● **WORK REQUIRED**: Copy out the entries that follow, exactly as written.

=== Begin Enclosure ===

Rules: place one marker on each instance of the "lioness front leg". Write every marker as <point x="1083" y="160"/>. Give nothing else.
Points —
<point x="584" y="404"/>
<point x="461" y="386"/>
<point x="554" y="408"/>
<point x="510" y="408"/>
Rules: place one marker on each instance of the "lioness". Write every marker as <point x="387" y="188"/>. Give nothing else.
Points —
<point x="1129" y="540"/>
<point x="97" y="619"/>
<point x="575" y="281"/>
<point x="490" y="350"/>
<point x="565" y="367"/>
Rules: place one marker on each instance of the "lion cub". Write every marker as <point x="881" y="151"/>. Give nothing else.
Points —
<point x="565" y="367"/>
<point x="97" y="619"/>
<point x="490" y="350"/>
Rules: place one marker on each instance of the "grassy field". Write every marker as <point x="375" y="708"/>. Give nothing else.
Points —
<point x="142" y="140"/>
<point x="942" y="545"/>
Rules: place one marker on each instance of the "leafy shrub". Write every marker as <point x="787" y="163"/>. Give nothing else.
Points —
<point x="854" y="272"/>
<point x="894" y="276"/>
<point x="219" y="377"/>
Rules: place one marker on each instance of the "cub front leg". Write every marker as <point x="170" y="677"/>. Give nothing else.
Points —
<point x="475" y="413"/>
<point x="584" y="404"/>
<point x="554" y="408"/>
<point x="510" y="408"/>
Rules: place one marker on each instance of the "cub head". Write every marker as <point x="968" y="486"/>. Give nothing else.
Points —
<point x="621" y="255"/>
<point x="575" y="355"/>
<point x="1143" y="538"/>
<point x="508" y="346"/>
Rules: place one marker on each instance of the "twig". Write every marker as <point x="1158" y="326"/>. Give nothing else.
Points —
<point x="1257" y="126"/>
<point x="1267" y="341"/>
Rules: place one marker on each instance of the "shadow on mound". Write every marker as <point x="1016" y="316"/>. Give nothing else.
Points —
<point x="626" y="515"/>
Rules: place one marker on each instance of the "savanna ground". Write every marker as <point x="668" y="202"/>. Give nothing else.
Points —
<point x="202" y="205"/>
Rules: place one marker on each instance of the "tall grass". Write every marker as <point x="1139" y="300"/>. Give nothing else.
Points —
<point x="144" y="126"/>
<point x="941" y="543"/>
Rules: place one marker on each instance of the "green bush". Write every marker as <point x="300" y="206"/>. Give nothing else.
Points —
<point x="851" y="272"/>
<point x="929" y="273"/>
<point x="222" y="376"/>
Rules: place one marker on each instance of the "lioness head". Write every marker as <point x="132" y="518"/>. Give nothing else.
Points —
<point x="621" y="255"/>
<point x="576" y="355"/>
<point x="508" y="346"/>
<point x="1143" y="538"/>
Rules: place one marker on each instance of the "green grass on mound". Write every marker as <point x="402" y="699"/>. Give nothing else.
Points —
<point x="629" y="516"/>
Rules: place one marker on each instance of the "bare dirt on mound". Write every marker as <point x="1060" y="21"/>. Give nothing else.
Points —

=== End Enclosure ===

● **ANSWER SECTION**:
Rules: place one marker on each instance of the "lioness front leg". Write every marker as <point x="1083" y="160"/>. Give nothing else.
Points —
<point x="584" y="404"/>
<point x="461" y="386"/>
<point x="554" y="408"/>
<point x="510" y="408"/>
Rules: place one marker on each instance of the "lioness". Write every marker as <point x="387" y="188"/>. Give nothing else.
Points —
<point x="1129" y="540"/>
<point x="97" y="619"/>
<point x="575" y="281"/>
<point x="490" y="350"/>
<point x="565" y="367"/>
Rules: place one marker on each instance of the "lion cub". Write every marker as <point x="881" y="151"/>. Give nothing else.
Points —
<point x="565" y="367"/>
<point x="97" y="619"/>
<point x="490" y="350"/>
Rules: place one marker on each instance of the "grassy field". Write every marker as <point x="375" y="708"/>. Give nothing else.
Points —
<point x="142" y="140"/>
<point x="942" y="545"/>
Rules: place one marker on each instance of the "leafy shrub". Write every marker as <point x="787" y="163"/>. Give nothing else.
Points —
<point x="854" y="272"/>
<point x="894" y="276"/>
<point x="219" y="377"/>
Rules: place one marker on each instance of the "cub front leg". Write every marker as <point x="170" y="677"/>. Give nothing else.
Points —
<point x="475" y="413"/>
<point x="584" y="404"/>
<point x="554" y="408"/>
<point x="510" y="408"/>
Rules: place one marker on each instance of the "cub head". Write every marker as <point x="968" y="486"/>. Give nothing else.
Points —
<point x="621" y="255"/>
<point x="575" y="355"/>
<point x="1143" y="538"/>
<point x="508" y="346"/>
Rules: place one marker on each instance of the "twig". Write every marker as <point x="1158" y="326"/>. Give nothing else.
Points —
<point x="1257" y="126"/>
<point x="1267" y="341"/>
Rules: place one marker on each instance of the "shadow on mound". Write every marker as <point x="1016" y="316"/>. Give nothing else.
Points —
<point x="626" y="515"/>
Rules: place one marker on each instance of the "savanna ground". Write every marker as <point x="668" y="202"/>. Give nothing else.
Points —
<point x="202" y="205"/>
Rules: place one marker on each instance of the "tall grass". Write every marker as <point x="1139" y="300"/>. Give nothing else.
Points —
<point x="144" y="126"/>
<point x="941" y="543"/>
Rules: place one marker on each instance of the "green bush". Write every marker as <point x="300" y="206"/>. Give nothing else.
Points —
<point x="851" y="272"/>
<point x="929" y="273"/>
<point x="222" y="376"/>
Rules: place one marker on each instance of the "lioness head". Write every marker as <point x="132" y="518"/>. Give nothing else.
Points —
<point x="621" y="255"/>
<point x="576" y="355"/>
<point x="508" y="346"/>
<point x="1143" y="538"/>
Rules: place one marker on each instance of the "green grass on mound". Write every marker as <point x="402" y="699"/>. Give nothing else.
Points —
<point x="629" y="516"/>
Rules: place one marker on each instance of the "bare dirt on mound". Write every marker as <point x="1060" y="21"/>. Give nothing else.
Points —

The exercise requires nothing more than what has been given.